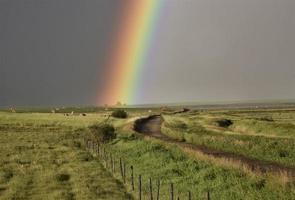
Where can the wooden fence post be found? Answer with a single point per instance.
(151, 189)
(121, 167)
(139, 186)
(189, 195)
(158, 189)
(132, 178)
(171, 191)
(114, 165)
(97, 150)
(124, 172)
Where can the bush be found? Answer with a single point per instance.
(225, 123)
(120, 114)
(103, 133)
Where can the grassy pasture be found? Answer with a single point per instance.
(264, 136)
(41, 158)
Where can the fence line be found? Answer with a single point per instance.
(109, 162)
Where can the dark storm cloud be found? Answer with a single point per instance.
(52, 51)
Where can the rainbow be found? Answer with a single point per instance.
(132, 44)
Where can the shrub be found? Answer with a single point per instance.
(225, 123)
(63, 177)
(120, 114)
(103, 133)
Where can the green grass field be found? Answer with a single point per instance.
(268, 136)
(43, 156)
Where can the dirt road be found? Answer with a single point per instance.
(151, 126)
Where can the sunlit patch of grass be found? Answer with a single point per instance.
(42, 157)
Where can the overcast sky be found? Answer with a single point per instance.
(52, 52)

----------------

## WORK REQUIRED
Please reproduce the listing word for word, starting with the line that contains "Where can the grassy" and going on through the final line of the listing.

## TASK RESULT
Where can the grassy pasture be found? Answer with a single point per instance.
(264, 136)
(41, 158)
Where can the fence line be found? Answer with a single point per instance.
(109, 162)
Where can the dark storm cloud be found? Answer with a single point per instance.
(52, 51)
Where can the rainbow be found? Answer with a single point per instance.
(132, 44)
Where can the shrub be found? Answer with a single point per instance.
(225, 123)
(63, 177)
(120, 114)
(103, 133)
Where can the green grass field be found? Answer with a single point per instance.
(268, 136)
(43, 156)
Where can the dirt road be found? Answer with a single point per instance.
(151, 126)
Where can the sunlit patch of grass be found? Answer with a single point per instance.
(42, 157)
Where can the overcast sky be found? Answer with a single point per instance.
(52, 52)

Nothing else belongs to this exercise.